- _WHAT THE EXERCISE ASKS_
Arrange the records from the line containing "point: side window" through the end of the records, inclusive, as a two-column CSV with the headers text and value. Give one row for each text and its answer, with each in a single quoted field and line breaks replaced by spaces.

Dataset excerpt
◆ ◆ ◆ ◆ ◆ ◆ ◆
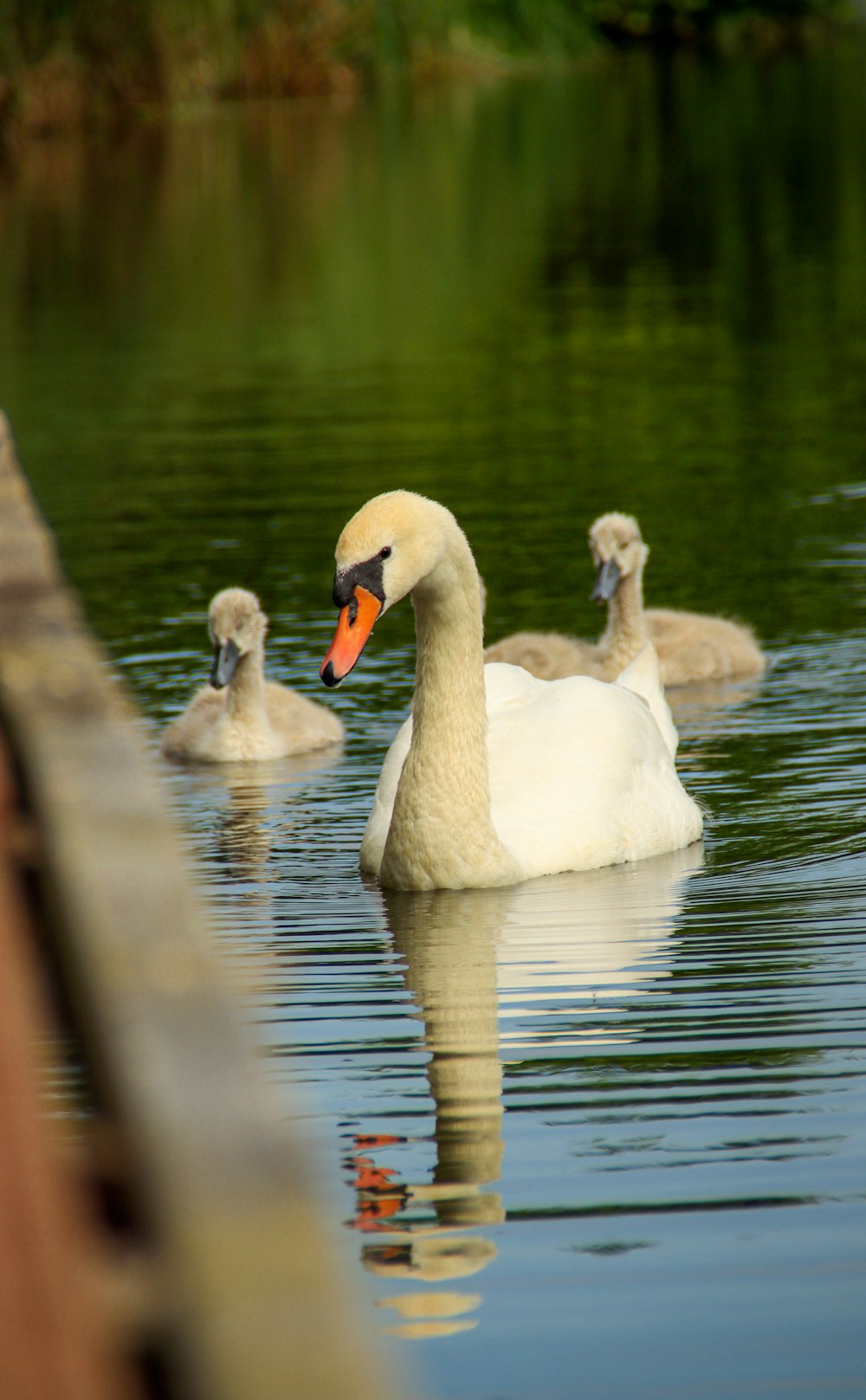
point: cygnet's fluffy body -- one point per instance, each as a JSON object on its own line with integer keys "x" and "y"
{"x": 691, "y": 647}
{"x": 242, "y": 716}
{"x": 498, "y": 776}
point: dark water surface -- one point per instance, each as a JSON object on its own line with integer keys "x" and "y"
{"x": 603, "y": 1134}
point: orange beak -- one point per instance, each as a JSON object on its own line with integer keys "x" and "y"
{"x": 353, "y": 626}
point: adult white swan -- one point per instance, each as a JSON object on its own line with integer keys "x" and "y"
{"x": 532, "y": 777}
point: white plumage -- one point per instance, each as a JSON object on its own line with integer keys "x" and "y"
{"x": 499, "y": 776}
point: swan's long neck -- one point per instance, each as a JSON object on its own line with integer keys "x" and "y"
{"x": 245, "y": 696}
{"x": 625, "y": 632}
{"x": 442, "y": 832}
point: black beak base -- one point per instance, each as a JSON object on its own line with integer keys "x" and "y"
{"x": 224, "y": 662}
{"x": 605, "y": 581}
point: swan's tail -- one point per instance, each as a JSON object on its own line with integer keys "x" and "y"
{"x": 643, "y": 678}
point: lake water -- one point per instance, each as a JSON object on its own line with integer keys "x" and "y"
{"x": 603, "y": 1134}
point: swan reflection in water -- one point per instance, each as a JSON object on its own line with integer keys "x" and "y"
{"x": 249, "y": 807}
{"x": 553, "y": 961}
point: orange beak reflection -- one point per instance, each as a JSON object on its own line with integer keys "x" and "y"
{"x": 353, "y": 626}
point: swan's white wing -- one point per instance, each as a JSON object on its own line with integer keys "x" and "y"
{"x": 643, "y": 676}
{"x": 580, "y": 775}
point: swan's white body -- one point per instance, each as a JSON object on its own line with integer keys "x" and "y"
{"x": 691, "y": 647}
{"x": 251, "y": 719}
{"x": 501, "y": 777}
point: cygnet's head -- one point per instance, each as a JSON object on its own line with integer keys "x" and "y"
{"x": 237, "y": 626}
{"x": 391, "y": 545}
{"x": 618, "y": 551}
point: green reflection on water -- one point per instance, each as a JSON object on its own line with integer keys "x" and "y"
{"x": 639, "y": 287}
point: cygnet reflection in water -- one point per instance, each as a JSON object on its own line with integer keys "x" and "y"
{"x": 551, "y": 948}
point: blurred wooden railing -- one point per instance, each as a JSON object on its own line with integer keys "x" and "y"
{"x": 163, "y": 1238}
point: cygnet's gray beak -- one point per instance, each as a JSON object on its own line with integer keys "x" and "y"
{"x": 605, "y": 581}
{"x": 224, "y": 661}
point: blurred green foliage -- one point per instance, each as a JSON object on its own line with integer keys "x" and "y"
{"x": 362, "y": 32}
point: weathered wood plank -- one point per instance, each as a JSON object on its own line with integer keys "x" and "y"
{"x": 58, "y": 1330}
{"x": 251, "y": 1304}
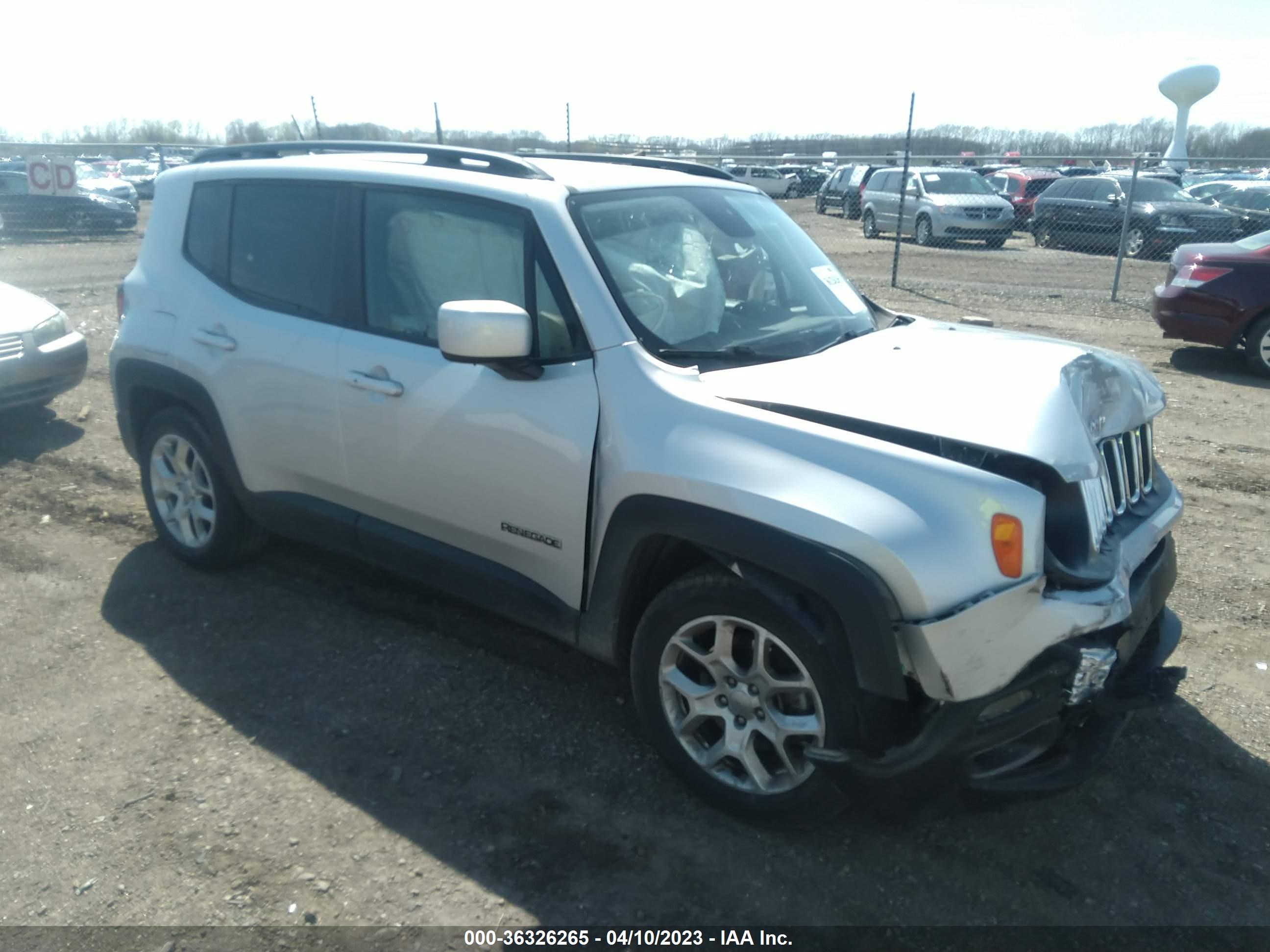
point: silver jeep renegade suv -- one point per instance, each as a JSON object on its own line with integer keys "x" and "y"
{"x": 630, "y": 404}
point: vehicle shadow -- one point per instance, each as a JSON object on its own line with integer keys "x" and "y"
{"x": 26, "y": 433}
{"x": 509, "y": 758}
{"x": 17, "y": 238}
{"x": 1217, "y": 363}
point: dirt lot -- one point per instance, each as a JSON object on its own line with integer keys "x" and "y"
{"x": 306, "y": 733}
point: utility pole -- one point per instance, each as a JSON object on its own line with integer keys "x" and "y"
{"x": 904, "y": 183}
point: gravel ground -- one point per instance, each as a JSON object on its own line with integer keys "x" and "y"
{"x": 309, "y": 734}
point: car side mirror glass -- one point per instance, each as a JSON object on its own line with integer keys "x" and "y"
{"x": 484, "y": 332}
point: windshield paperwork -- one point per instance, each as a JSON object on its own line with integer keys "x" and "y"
{"x": 957, "y": 183}
{"x": 714, "y": 273}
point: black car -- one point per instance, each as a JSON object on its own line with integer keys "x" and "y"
{"x": 844, "y": 187}
{"x": 83, "y": 211}
{"x": 1088, "y": 213}
{"x": 1250, "y": 206}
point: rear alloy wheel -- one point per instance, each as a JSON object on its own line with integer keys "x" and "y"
{"x": 1256, "y": 347}
{"x": 191, "y": 502}
{"x": 730, "y": 690}
{"x": 1136, "y": 243}
{"x": 925, "y": 234}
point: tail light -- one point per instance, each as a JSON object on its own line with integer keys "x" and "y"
{"x": 1193, "y": 276}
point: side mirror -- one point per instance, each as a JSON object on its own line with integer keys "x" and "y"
{"x": 494, "y": 333}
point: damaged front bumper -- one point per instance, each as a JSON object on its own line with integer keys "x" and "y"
{"x": 1050, "y": 726}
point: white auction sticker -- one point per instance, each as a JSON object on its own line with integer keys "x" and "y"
{"x": 832, "y": 280}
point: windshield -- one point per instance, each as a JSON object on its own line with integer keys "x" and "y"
{"x": 714, "y": 269}
{"x": 1156, "y": 191}
{"x": 957, "y": 183}
{"x": 1255, "y": 243}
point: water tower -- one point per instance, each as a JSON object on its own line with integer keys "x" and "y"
{"x": 1185, "y": 88}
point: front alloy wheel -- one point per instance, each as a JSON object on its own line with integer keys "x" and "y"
{"x": 733, "y": 692}
{"x": 741, "y": 704}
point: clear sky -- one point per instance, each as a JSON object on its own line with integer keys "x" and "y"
{"x": 649, "y": 68}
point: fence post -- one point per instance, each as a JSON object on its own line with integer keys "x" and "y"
{"x": 904, "y": 181}
{"x": 1124, "y": 228}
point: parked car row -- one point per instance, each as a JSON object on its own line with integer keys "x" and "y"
{"x": 82, "y": 213}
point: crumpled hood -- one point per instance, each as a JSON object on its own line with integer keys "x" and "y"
{"x": 21, "y": 310}
{"x": 1048, "y": 400}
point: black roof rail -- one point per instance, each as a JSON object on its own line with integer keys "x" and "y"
{"x": 648, "y": 162}
{"x": 442, "y": 157}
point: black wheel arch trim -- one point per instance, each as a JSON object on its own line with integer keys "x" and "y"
{"x": 134, "y": 374}
{"x": 786, "y": 568}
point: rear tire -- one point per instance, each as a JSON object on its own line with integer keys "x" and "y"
{"x": 190, "y": 499}
{"x": 1256, "y": 346}
{"x": 696, "y": 714}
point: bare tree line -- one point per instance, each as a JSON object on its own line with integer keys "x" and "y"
{"x": 1221, "y": 139}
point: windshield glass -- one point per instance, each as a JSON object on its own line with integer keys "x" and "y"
{"x": 1156, "y": 191}
{"x": 714, "y": 269}
{"x": 1255, "y": 243}
{"x": 957, "y": 183}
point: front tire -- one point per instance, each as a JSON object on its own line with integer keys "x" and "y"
{"x": 1256, "y": 347}
{"x": 925, "y": 234}
{"x": 731, "y": 691}
{"x": 190, "y": 499}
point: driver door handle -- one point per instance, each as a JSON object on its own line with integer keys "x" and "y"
{"x": 210, "y": 338}
{"x": 376, "y": 385}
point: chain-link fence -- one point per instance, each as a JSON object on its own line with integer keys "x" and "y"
{"x": 977, "y": 234}
{"x": 985, "y": 234}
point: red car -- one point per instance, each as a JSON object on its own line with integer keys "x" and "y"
{"x": 1220, "y": 295}
{"x": 1020, "y": 187}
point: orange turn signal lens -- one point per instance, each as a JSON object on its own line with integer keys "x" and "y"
{"x": 1007, "y": 545}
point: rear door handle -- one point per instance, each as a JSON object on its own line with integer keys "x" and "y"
{"x": 221, "y": 342}
{"x": 376, "y": 385}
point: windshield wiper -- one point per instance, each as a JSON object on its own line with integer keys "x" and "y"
{"x": 841, "y": 339}
{"x": 723, "y": 353}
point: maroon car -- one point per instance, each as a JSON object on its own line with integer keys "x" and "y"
{"x": 1220, "y": 295}
{"x": 1020, "y": 187}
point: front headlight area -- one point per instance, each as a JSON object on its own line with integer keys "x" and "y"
{"x": 50, "y": 331}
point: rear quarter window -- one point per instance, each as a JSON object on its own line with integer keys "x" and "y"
{"x": 207, "y": 229}
{"x": 282, "y": 245}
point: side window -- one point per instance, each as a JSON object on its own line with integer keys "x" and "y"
{"x": 282, "y": 245}
{"x": 207, "y": 229}
{"x": 423, "y": 250}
◆ ◆ ◆ ◆ ◆ ◆ ◆
- _SOLUTION_
text,value
"point: side window -- one point per instance, each as a JSON object on its own line with integer keys ""x"" and ""y""","{""x"": 282, ""y"": 245} {""x"": 207, ""y"": 229} {""x"": 423, ""y"": 250}"